- [MATÉRIEL FOURNI]:
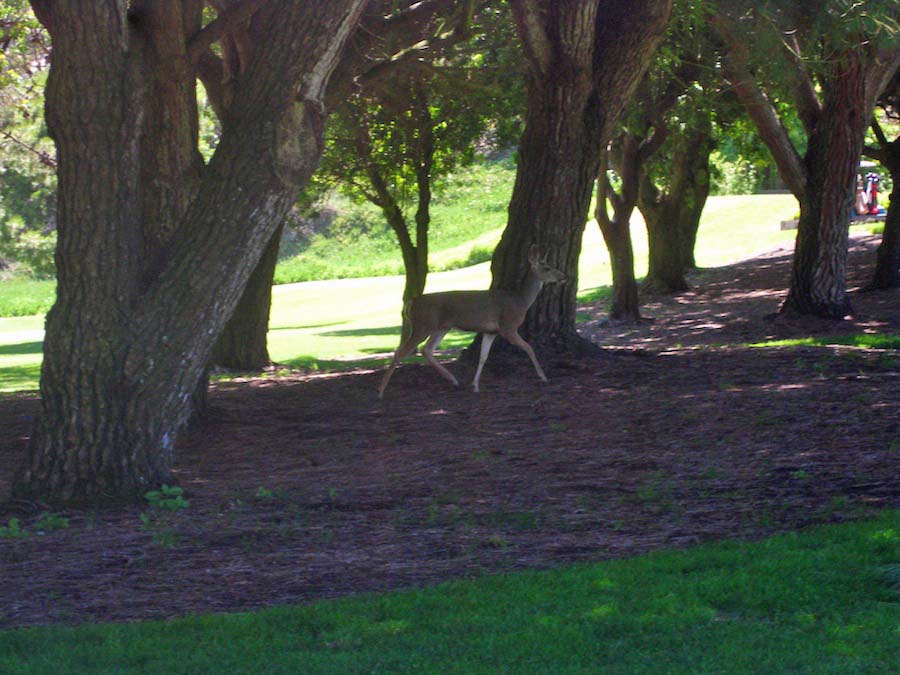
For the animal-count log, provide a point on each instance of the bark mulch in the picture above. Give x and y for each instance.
(307, 487)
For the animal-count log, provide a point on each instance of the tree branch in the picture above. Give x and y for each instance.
(760, 109)
(220, 26)
(809, 107)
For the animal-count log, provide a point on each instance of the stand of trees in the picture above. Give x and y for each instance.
(584, 60)
(155, 246)
(159, 248)
(830, 61)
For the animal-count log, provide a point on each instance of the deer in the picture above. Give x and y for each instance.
(491, 313)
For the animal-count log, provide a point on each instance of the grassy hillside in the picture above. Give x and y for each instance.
(358, 314)
(468, 214)
(319, 323)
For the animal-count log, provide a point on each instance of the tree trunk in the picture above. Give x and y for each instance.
(616, 231)
(243, 344)
(818, 275)
(887, 264)
(130, 335)
(584, 62)
(673, 216)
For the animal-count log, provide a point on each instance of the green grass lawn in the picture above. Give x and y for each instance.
(822, 601)
(321, 323)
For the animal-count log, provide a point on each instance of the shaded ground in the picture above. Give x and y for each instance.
(307, 487)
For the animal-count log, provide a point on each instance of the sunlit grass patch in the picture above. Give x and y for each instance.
(826, 600)
(862, 340)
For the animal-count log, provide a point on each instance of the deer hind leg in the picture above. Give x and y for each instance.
(487, 339)
(428, 353)
(518, 341)
(406, 348)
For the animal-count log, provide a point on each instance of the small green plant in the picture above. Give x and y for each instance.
(167, 498)
(264, 494)
(47, 522)
(165, 504)
(14, 530)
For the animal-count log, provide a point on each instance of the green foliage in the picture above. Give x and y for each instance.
(48, 522)
(824, 600)
(27, 165)
(13, 530)
(468, 213)
(165, 504)
(167, 498)
(25, 297)
(862, 340)
(732, 177)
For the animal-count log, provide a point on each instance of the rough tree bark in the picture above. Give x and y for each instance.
(243, 344)
(387, 39)
(584, 60)
(616, 230)
(138, 307)
(823, 179)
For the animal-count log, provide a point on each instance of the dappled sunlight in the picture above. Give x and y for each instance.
(738, 304)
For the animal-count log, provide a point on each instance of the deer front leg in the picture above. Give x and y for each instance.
(518, 341)
(406, 348)
(428, 353)
(487, 339)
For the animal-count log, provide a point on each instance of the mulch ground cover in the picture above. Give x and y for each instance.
(307, 487)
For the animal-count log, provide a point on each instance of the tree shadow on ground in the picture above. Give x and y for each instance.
(646, 447)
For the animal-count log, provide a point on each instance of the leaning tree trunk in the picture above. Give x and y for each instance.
(616, 230)
(673, 217)
(131, 334)
(887, 264)
(584, 62)
(818, 274)
(243, 344)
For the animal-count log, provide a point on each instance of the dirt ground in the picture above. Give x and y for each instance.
(307, 487)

- [ÉNONCÉ ÉCRIT]: Retranscrivez intégralement le matériel ci-dessus, ligne par ligne et sans rien y changer. Laissez les images de côté dans votre réponse.

- [RÉPONSE ATTENDUE]:
For the animal-count log, provide a point on each instance of the bark mulch in the picture above. Give x and y for each instance.
(307, 487)
For the animal-count log, provide a point on each instance of the tree branch in the picture above. Give x and y for each instance.
(760, 109)
(220, 26)
(809, 107)
For the animal-count log, provide a point on each instance of the stand of trees in the picture above. Give x and y for each instance.
(584, 60)
(155, 246)
(159, 248)
(830, 61)
For the animal-count log, provide a point on each instance of the deer in the picture above. Give x and y for each instance.
(491, 313)
For the animal-count log, provide a point on each instance of the grassy hillside in the picture above. Give x and y for each instance.
(358, 314)
(468, 214)
(319, 323)
For the animal-count log, provide a point on each instance of the tree trunk in the picture above. Give x and y for each instance.
(616, 231)
(243, 344)
(818, 275)
(887, 264)
(130, 335)
(584, 62)
(673, 216)
For the animal-count log, provide a point on each instance of the green grass lawn in the picture above. Give x and y for each instance.
(822, 601)
(321, 323)
For the animal-count log, provide a point on each instance of the shaded ground in the picture above. Give x and y for each instance.
(307, 487)
For the animal-count log, provide a point on each instance of the sunlit grass patch in the picture above. Give x and y for each instance.
(826, 600)
(862, 340)
For the animal-count log, provide a point on each instance of the deer hind leg in the picture above. Give x and y for each instance.
(487, 339)
(428, 353)
(518, 341)
(406, 348)
For the animal-count log, provide a point on each instance of the small green plant in the picture above. Give x and y for each instance.
(167, 498)
(264, 494)
(47, 522)
(165, 504)
(14, 530)
For the animal-count log, provide a point on each instance of the green foliage in the picture above. Give x and y for each instance.
(48, 522)
(824, 600)
(27, 165)
(13, 530)
(468, 213)
(165, 504)
(167, 498)
(25, 297)
(862, 340)
(732, 177)
For the animal-count log, provide a point on each instance of the rough tree bark in the picture above. Give x and y for each instance.
(243, 344)
(387, 39)
(584, 60)
(616, 230)
(138, 307)
(823, 179)
For the animal-count log, provide a point on each instance of the dappled sunlight in the picture above. Give x and y for each instance.
(738, 304)
For the animal-count log, provide a point on each instance of the deer front leg in the picture above. Give x and y for each instance.
(518, 341)
(406, 348)
(428, 353)
(487, 339)
For the animal-count log, provide a point on each instance of the mulch ground cover in the picture above. Give x and y for each instance.
(307, 487)
For the animal-count log, provide a point on each instance of the tree shadow on ground in the picture above. Give x and y for each instance.
(646, 447)
For the animal-count log, provide a point on each instance of the leaning tree trunk in the picture above. Give x and y for each instance.
(616, 230)
(673, 217)
(131, 334)
(887, 264)
(584, 62)
(818, 274)
(243, 344)
For the animal-count log, provide a point on each instance of the dirt ground in the picture above. Give x and y for each instance.
(307, 487)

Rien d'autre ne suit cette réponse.